WHAT THE EXERCISE ASKS: Return the lines below exactly, starting with the line that contains "Each instance of the strap" and stopping after the last line.

SOURCE MATERIAL:
::::::::
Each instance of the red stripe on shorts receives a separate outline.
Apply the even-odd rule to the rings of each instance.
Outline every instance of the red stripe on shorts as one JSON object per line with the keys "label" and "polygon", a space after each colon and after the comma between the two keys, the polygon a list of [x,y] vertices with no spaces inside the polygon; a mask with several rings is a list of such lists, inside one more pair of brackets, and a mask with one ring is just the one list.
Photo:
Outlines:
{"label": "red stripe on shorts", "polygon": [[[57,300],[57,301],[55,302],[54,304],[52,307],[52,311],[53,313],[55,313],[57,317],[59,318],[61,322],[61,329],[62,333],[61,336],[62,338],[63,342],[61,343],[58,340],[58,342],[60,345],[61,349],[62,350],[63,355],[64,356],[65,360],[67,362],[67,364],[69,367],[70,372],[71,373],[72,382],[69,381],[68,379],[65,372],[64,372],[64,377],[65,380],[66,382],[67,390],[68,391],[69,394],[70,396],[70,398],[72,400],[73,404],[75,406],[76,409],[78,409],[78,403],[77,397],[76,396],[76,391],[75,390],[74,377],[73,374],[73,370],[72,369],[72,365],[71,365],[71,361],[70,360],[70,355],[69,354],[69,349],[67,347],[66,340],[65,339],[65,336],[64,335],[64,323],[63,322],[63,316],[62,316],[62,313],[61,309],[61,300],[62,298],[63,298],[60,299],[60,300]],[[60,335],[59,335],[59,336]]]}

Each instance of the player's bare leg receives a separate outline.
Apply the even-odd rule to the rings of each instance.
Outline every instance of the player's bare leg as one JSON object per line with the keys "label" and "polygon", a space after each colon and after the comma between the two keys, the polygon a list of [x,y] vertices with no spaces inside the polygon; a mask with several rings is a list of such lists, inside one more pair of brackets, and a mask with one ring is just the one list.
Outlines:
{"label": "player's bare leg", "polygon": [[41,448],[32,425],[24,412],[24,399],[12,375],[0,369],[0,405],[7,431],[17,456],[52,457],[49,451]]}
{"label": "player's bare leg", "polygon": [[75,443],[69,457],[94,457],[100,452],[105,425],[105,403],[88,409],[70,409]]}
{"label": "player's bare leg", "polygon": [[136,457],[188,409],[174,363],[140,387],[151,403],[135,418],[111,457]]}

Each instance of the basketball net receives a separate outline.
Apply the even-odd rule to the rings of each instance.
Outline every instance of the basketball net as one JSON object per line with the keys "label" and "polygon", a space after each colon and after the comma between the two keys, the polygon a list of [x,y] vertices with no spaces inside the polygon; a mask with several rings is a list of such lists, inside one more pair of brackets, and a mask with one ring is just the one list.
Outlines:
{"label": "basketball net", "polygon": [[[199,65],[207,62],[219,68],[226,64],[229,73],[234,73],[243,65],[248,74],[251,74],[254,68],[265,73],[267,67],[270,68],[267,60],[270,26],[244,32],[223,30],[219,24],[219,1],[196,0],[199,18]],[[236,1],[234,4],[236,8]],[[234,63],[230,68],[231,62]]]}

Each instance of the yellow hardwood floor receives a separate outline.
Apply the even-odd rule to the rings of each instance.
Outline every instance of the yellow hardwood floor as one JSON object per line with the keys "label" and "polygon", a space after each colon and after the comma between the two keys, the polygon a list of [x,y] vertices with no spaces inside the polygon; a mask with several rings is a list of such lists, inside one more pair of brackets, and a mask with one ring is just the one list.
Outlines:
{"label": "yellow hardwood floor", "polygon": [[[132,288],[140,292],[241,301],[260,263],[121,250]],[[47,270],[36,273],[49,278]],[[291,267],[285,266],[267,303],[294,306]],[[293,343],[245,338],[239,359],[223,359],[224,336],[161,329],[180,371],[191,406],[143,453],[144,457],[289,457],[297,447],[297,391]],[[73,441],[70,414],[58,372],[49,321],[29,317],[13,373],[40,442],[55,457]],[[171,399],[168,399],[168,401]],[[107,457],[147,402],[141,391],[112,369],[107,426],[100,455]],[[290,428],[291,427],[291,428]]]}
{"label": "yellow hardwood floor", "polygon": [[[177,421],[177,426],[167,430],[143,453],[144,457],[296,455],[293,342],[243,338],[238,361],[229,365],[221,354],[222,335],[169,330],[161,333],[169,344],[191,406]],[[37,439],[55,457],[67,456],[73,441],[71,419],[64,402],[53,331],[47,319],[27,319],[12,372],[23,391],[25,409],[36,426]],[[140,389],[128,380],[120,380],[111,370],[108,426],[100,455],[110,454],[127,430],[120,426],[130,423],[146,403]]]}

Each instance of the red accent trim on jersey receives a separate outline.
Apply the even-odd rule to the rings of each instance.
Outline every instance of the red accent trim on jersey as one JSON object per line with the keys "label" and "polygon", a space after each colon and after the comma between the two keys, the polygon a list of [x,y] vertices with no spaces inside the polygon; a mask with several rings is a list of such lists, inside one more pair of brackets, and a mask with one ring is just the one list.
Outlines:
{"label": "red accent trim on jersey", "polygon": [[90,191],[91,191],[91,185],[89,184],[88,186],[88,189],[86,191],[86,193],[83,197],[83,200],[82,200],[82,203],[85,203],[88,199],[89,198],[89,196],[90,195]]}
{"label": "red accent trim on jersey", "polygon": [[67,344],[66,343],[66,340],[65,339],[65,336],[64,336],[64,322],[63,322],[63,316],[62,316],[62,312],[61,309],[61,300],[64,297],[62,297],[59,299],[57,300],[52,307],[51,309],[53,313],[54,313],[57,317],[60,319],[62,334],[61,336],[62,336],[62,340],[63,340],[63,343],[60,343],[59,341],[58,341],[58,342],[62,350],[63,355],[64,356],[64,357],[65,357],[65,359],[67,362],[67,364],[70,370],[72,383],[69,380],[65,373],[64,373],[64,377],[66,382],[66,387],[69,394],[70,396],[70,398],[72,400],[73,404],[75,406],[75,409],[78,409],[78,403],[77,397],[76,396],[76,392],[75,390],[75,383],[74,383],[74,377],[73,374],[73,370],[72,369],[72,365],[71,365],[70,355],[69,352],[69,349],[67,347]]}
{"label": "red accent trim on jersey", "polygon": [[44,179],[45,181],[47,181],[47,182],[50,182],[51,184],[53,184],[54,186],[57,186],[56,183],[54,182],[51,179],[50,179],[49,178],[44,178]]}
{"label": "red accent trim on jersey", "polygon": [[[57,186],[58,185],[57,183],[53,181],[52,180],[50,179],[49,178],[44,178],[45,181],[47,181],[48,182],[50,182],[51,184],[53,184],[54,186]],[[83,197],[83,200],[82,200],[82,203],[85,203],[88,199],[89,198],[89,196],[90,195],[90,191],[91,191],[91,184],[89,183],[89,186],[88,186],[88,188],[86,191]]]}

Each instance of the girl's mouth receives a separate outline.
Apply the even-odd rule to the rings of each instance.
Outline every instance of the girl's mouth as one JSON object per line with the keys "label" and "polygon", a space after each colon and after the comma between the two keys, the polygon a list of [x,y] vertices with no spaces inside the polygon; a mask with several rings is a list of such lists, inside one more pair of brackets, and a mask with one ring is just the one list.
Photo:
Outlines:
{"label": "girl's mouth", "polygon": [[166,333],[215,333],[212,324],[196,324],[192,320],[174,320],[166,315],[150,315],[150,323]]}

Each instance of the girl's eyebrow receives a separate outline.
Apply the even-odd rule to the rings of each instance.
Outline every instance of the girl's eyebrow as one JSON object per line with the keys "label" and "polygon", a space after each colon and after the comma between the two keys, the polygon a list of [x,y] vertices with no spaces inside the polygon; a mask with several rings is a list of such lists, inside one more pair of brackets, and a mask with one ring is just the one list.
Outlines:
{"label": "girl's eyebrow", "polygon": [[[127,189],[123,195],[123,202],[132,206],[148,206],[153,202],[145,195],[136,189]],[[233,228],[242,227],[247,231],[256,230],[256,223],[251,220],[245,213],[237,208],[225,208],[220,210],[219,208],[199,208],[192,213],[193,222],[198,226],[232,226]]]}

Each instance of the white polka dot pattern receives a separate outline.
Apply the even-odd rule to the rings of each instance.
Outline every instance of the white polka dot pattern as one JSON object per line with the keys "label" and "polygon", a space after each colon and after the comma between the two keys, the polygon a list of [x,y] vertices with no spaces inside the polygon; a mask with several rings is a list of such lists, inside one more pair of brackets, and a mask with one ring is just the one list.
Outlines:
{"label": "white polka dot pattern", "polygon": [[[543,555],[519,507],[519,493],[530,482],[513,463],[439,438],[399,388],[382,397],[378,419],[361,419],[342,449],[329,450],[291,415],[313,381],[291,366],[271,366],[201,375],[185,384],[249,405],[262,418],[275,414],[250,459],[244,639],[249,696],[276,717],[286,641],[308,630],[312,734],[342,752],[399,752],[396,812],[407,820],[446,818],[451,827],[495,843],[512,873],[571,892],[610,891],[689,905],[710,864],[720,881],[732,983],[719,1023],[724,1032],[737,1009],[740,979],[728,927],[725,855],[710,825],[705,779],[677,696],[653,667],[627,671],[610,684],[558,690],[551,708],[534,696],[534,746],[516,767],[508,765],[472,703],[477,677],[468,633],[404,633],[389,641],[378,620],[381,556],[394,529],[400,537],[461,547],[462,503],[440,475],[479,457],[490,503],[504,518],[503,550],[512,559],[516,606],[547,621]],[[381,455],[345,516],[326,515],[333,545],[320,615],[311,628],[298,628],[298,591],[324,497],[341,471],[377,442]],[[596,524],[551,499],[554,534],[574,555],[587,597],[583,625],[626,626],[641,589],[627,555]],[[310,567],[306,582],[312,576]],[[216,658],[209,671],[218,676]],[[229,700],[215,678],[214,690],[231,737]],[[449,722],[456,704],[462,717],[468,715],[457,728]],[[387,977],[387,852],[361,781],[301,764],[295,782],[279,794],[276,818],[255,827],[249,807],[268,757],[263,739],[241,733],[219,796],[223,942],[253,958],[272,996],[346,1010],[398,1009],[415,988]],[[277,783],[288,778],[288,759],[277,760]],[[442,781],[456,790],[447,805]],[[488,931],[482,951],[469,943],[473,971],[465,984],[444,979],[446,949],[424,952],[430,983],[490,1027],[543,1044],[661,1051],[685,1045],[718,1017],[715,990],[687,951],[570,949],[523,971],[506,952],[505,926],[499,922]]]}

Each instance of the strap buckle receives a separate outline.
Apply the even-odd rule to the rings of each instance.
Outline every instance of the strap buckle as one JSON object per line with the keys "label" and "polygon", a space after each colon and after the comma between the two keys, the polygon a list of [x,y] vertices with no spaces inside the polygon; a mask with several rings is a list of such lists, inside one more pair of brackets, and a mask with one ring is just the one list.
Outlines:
::::::::
IN RESPONSE:
Each instance of the strap buckle receives a separate outline.
Apply the even-odd rule to the rings of each instance.
Outline every instance of the strap buckle as one JSON object per line with the keys "label" and "polygon", a space after each colon and after the comma between the two keys, the polygon a list of [x,y] vertices with no spaces inside the polygon; a mask with several rings is a list of such lists, inside one more pair of brackets, and a mask with one ring is just the one list.
Outlines:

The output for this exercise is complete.